# Source text
++++++++++
Vocalist and composer Theo Bleckmann, encountered most recently by ECM listeners in collaboration with the Julia Hülsmann Quartet, strikes out on his own with his first session for the label as leader. Then again, “strikes out” is too forceful a term for music that submerges its face so deeply into the font of mortality that it arises glistening with afterlife.

For this journey he is joined by guitarist Ben Monder, pianist Shai Maestro, bassist Chris Tordini, and drummer John Hollenbeck, all of whom create an experience of ambient integrity. In “Semblance,” tides of guitar and piano find an intimate shoreline along which to flow, introducing the album with a tenderness exceeded by what follows. It’s also the first of scattered instrumentals, including the microscopic “Littlefields” (to which is added the tracery of Hollenbeck) and “Cortège” (aglow with Tordini’s cinematic bassing). Even—if not especially—when singing wordlessly, Bleckmann paints with his entire being: a feeling magnified in such near-volcanic meditations as “The Mission” and the title track. The latter’s ability to wring fire from ice, and vice versa, is more than alchemical; it’s experiential. Monder’s guitar takes on a revelatory tone, and presages the distortions of Bleckmann’s voice as it turns in on itself in demise. Like the transitions from rural to urban sprawl in “Wither,” it builds its own machinery of reckoning one gear at a time.
++++++++++
# Provided data
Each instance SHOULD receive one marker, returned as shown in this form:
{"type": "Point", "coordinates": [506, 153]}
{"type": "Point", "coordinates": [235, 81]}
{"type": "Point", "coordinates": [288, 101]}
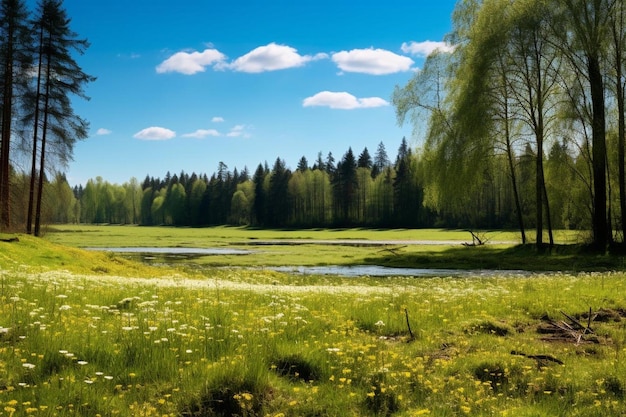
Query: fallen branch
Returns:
++++++++++
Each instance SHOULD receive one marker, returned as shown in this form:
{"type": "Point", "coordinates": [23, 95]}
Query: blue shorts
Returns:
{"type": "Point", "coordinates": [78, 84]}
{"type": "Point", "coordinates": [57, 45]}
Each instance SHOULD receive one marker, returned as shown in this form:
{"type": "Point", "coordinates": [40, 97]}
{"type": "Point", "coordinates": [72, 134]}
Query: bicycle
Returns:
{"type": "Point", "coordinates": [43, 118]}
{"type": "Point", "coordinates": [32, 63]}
++++++++++
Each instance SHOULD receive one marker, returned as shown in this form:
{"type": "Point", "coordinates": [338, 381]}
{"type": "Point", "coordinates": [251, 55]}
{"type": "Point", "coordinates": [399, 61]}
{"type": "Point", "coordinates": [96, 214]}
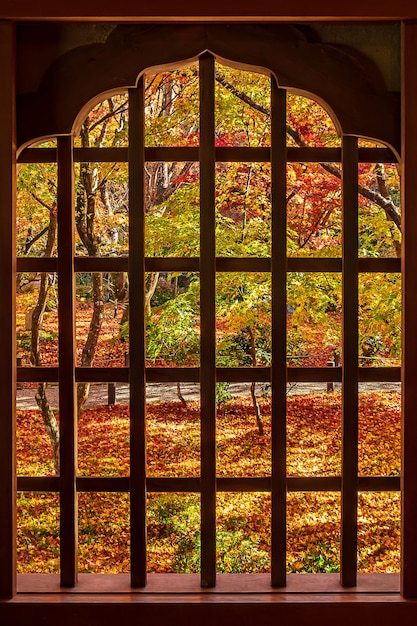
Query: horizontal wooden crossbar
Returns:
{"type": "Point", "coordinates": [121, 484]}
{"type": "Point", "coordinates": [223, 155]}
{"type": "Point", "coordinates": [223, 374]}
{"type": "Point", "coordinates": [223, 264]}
++++++++++
# Task statement
Reproduce a passage of the Bleckmann review, beginning at the words "Vocalist and composer" and stopping after "glistening with afterlife.". Please work only from the Theo Bleckmann album review, not from the listing.

# Exercise response
Vocalist and composer Theo Bleckmann, encountered most recently by ECM listeners in collaboration with the Julia Hülsmann Quartet, strikes out on his own with his first session for the label as leader. Then again, “strikes out” is too forceful a term for music that submerges its face so deeply into the font of mortality that it arises glistening with afterlife.